Reading text ->
## Begin
Tuesday, 27 November 2012

Backup and Recovery of an Exalogic vServer via rsync

Introduction

On Exalogic a vServer will consist of a number of resources from the underlying machine. These resources include compute power, networking and storage. In order to recover a vServer from a failure in the underlying rack all of these components have to be thoughts about. This article only discusses the backup and recovery strategies that apply to the storage system of a vServer.

There are three general approaches that can be applied to the backup and restore process of a vServer. These being:-
  1. Use the ZFS storage capabilities to backup and restore the entire disk images.
  2. Use a backup mechanism, such as rsync, to copy data from the root disks of the vServer to a backup storage device.
  3. Template the existing vServer on a regular basis and use this template to create a new vServer to restore.

Backup using ZFS appliance to backup full disks

This approach essentially makes use of the ZFS appliance to create a backup of the entirety of the ExalogicRepo share and taking a copy of the full disk images. The restore is then done via a process of recovering the root disks and any additional volumes for a vServer and replacing the existing images. As a process it is fairly simple to implement but has some limitations, for example it does not enable the migration from one rack to another, or even the moving to a different physical host within a rack is involved. Similarly restoring individual files or filesystems would mandate starting up the backup copying the files off, shutting it down and reverting to the original and copying the file in.
To be certain of not having a corrupted backup it would also be necessary to ensure that the vServer being backed up is not running at the time that the backup/snapshot is taken.

Backup using backup technology from the vServer - rsync

Introduction

This approach makes use of a backup capability within the Linux environment of the vServer itself. Very much a "standard" approach in the historical physical world where a backup agent is installed into an operating system, this agent backups all the files to a media server. There are many products that provide these services from all the main backup vendors. In this example we will consider using the linux command rsync to provide the capability to backup to the ZFS appliance.

Backup using rsync & ZFS Appliance snapshot capability

The backup process incorporates configuring both the ZFS appliance and the vServer that is being backed up. The process to follow is
  1. Create backup share and configure it to regularly snapshot
  2. Mount backup share on vServer (Using NFS v3)
  3. Issue the rsync command to backup full server on a regular basis. (cron)

Create Backup share

The first activity is to create a project/share to hold the backups of the vServers. Once the filesystem has been created then ensure that you setup the system to automatically create regular snapshots of the share. In the graphic below the share has been setup to snapshot the system daily at 1am and to keep 1 week's worth of snapshots on the storage appliance.
## End
Supplied information ->
## Begin
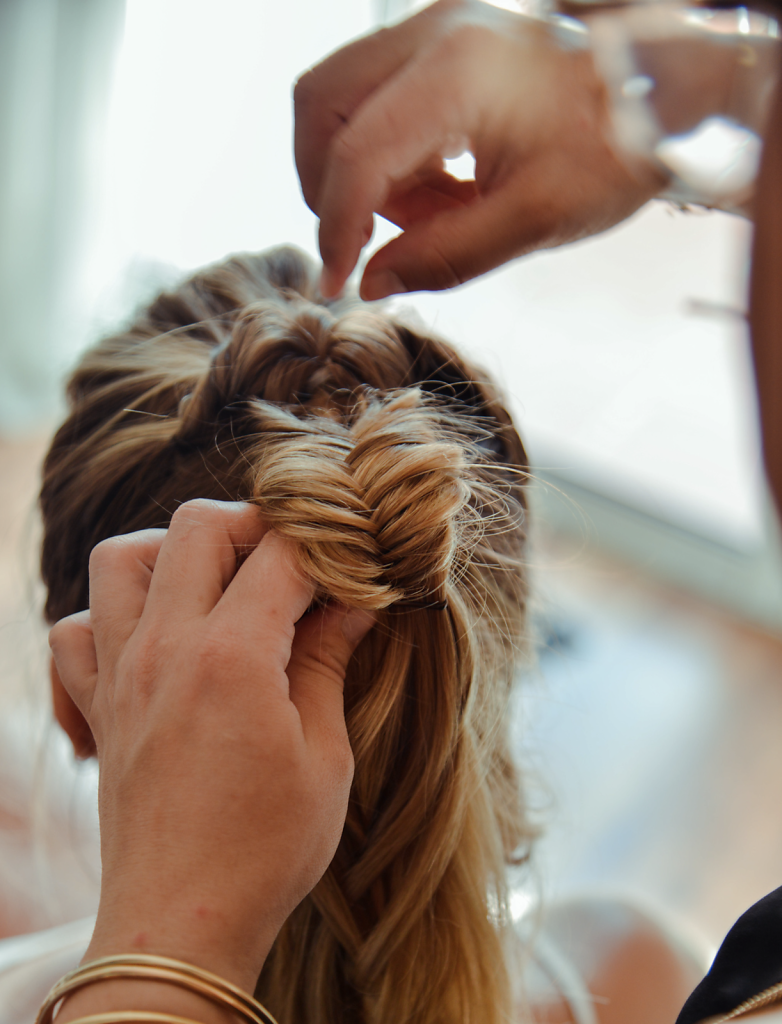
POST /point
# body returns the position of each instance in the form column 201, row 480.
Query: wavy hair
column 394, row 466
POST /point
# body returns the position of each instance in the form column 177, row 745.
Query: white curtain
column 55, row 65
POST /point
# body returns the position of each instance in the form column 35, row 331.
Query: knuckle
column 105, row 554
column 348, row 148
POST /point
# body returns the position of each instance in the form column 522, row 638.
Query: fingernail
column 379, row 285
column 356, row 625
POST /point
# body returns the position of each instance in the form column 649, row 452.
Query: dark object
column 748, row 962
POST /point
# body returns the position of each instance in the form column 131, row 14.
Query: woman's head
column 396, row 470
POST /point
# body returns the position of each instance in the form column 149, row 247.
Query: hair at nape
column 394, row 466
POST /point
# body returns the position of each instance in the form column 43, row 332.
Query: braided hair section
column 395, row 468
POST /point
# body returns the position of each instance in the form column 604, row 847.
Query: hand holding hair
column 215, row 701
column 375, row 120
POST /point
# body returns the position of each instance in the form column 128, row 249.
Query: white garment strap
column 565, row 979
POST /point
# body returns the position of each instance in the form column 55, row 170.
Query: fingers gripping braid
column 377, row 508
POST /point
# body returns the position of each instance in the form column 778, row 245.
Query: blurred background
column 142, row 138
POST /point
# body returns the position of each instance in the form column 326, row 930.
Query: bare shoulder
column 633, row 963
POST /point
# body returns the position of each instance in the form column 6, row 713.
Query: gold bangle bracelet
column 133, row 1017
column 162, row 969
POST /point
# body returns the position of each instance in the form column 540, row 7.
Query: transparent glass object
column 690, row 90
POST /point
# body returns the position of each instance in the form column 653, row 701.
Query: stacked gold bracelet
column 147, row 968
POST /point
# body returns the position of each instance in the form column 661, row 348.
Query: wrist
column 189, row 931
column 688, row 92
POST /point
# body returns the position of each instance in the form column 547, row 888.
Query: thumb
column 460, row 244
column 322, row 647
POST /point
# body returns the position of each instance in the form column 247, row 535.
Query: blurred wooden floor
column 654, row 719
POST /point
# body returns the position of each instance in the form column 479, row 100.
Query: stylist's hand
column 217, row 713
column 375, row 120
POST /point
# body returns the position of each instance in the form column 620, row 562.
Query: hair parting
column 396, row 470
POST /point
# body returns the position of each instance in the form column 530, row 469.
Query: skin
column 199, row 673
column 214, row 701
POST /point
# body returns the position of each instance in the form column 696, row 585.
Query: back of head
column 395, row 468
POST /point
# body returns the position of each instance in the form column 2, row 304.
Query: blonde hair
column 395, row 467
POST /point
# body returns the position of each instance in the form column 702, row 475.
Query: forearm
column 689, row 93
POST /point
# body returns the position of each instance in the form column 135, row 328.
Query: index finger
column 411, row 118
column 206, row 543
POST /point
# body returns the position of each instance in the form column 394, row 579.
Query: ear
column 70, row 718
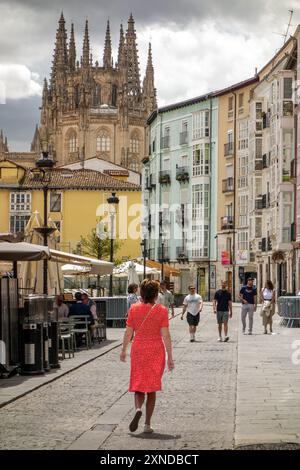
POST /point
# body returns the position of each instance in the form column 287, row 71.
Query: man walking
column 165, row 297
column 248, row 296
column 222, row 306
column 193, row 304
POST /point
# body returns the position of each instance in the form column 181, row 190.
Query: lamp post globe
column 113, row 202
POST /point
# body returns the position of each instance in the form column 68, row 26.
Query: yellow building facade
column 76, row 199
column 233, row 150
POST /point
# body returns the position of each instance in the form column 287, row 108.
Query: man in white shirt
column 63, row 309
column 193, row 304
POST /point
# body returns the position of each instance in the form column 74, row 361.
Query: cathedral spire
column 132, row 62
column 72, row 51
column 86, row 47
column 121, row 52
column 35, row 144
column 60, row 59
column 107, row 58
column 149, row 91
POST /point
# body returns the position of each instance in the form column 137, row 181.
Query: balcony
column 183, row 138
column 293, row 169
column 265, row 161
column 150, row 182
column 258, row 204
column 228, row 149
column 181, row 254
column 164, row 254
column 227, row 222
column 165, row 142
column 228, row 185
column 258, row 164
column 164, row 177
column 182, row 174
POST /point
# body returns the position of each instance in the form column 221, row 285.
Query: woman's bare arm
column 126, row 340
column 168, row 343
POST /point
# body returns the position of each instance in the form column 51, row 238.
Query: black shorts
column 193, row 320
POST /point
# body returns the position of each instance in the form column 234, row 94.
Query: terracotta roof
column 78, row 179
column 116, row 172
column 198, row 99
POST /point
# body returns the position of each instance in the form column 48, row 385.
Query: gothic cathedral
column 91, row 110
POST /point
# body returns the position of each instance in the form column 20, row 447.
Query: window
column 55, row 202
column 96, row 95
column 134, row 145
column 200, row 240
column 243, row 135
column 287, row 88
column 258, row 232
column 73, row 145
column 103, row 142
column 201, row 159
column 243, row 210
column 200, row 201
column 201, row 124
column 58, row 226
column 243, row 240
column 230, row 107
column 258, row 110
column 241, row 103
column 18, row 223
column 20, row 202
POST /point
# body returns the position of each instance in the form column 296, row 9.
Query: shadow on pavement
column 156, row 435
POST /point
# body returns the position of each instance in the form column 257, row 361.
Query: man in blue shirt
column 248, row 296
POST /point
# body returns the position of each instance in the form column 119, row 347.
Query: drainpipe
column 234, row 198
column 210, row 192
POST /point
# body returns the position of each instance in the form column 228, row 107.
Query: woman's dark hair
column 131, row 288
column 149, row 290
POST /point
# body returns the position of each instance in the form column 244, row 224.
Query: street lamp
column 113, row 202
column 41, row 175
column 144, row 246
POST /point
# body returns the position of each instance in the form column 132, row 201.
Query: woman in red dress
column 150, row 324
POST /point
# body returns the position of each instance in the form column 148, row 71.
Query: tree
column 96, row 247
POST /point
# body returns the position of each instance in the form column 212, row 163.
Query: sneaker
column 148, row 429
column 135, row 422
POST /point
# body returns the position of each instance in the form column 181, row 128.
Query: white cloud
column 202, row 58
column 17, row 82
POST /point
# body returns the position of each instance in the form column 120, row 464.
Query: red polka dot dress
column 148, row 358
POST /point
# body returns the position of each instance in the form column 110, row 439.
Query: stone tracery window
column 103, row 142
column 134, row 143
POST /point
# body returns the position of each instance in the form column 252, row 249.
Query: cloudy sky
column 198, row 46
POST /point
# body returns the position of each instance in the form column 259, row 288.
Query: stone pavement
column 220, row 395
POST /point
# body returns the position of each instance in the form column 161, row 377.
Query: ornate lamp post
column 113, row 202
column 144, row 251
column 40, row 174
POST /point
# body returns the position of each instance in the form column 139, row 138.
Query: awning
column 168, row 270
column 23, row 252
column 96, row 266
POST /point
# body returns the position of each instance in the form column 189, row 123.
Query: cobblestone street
## End
What is asked ->
A – Rewrite part of the Exalogic backup article. Begin at the words "Backup using rsync" and stop after "(Using NFS v3)", replacing "backup share" with "snapshot share" throughout.
B – Copy out every line of the rows that contains the string "head".
The rows have no connection to the Exalogic backup article.

Solution set ->
A –
Backup using rsync & ZFS Appliance snapshot capability

The backup process incorporates configuring both the ZFS appliance and the vServer that is being backed up. The process to follow is
  1. Create snapshot share and configure it to regularly snapshot
  2. Mount snapshot share on vServer (Using NFS v3)

B –
Query: woman's head
Query: back of head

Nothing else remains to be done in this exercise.